## PASSAGE TO READ
--------------------------------
Saturday, April 26, 2008

Post Pope Blues

The Pope came to town in his best space rocket hat last week. He apologized to the victims of sexual abuse by priests, he also swung by the UN and Ground Zero. This latter visit caused me a royal pain in the arse as I had to head home through Ground Zero half an hour before he showed up and got my bag searched 3 times on the way into the train station. He also swung by Yankee Stadium and gave mass to 60,000 people, all of whom could buy commerative postcards but could not give or sell their tickets away to friends or relatives as the original purchasers name was embedded in the barcode. Even Jesus couldn't sell these tickets.

My favorite moment of the week came when the front page of the New York Times had these two conflicting stories on it, it's hard to read so click on it to blow it up:




(* Thanks to my friend MCA for finding and saving this front page)

The Irony is almost painful. Evidentially the "ALL" in "All life is sacred" is slightly lost on the Supreme Court and President Shrub. Oh well, I don't know why I bother any more.
--------------------------------
## GIVEN INFORMATION
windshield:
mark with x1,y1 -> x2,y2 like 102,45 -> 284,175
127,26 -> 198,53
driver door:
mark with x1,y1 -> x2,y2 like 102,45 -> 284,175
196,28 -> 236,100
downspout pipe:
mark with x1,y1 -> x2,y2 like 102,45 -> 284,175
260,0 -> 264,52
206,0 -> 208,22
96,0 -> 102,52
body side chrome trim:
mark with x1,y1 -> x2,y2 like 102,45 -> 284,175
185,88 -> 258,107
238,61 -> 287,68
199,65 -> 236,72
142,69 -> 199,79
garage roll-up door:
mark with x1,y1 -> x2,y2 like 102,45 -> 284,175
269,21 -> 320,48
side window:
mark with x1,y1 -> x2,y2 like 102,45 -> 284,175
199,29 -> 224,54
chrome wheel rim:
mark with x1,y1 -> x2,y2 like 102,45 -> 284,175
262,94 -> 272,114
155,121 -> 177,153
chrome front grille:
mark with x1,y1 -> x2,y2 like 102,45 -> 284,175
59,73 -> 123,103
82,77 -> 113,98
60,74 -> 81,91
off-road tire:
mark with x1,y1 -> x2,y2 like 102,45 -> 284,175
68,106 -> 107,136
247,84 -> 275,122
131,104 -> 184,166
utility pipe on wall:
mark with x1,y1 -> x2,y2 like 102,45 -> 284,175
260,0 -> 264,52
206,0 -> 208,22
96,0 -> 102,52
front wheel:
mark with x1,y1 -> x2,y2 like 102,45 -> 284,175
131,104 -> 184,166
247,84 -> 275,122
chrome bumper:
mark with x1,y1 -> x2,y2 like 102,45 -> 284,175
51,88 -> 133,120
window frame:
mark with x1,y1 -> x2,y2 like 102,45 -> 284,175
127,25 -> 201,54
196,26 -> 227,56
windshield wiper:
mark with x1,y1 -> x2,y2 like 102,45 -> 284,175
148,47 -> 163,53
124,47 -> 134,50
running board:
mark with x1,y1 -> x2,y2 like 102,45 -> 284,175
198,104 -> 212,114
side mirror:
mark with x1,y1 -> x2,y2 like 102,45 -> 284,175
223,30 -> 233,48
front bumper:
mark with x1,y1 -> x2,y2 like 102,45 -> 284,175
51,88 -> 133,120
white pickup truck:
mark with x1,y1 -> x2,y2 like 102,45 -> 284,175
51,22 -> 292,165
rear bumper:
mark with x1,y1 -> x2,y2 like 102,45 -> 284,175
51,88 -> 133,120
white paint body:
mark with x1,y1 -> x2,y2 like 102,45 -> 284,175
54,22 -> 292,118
--------------------------------
## EXERCISE A
According to the post about the Pope's visit, how many people attended the mass at Yankee Stadium?
## EXERCISE B
Retype the post about the Pope's visit from "Post Pope Blues" to "this front page)".
## EXERCISE C
Name every place the post about the Pope's visit says he went during the week.

## OUTPUT A
60,000 people.

## OUTPUT B
Post Pope Blues

The Pope came to town in his best space rocket hat last week. He apologized to the victims of sexual abuse by priests, he also swung by the UN and Ground Zero. This latter visit caused me a royal pain in the arse as I had to head home through Ground Zero half an hour before he showed up and got my bag searched 3 times on the way into the train station. He also swung by Yankee Stadium and gave mass to 60,000 people, all of whom could buy commerative postcards but could not give or sell their tickets away to friends or relatives as the original purchasers name was embedded in the barcode. Even Jesus couldn't sell these tickets.

My favorite moment of the week came when the front page of the New York Times had these two conflicting stories on it, it's hard to read so click on it to blow it up:




(* Thanks to my friend MCA for finding and saving this front page)

## OUTPUT C
The UN, Ground Zero, Yankee Stadium